[START Excerpted data]

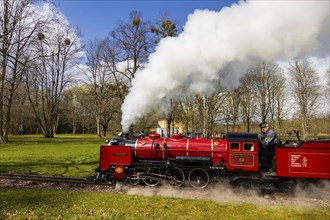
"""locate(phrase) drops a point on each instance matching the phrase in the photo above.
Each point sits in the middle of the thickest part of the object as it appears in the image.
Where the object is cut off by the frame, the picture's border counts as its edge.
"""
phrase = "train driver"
(269, 140)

[END Excerpted data]

Quote all of the material above word for word, leaving out the picture.

"""locate(phrase) drops a point on each instance matching the phrase in the photo above.
Each point sits in the middle of the thickest part of the object as it appears in the image.
Where the object is cut off by the frame, the picture's border counts as its edge.
"""
phrase = "train driver"
(269, 140)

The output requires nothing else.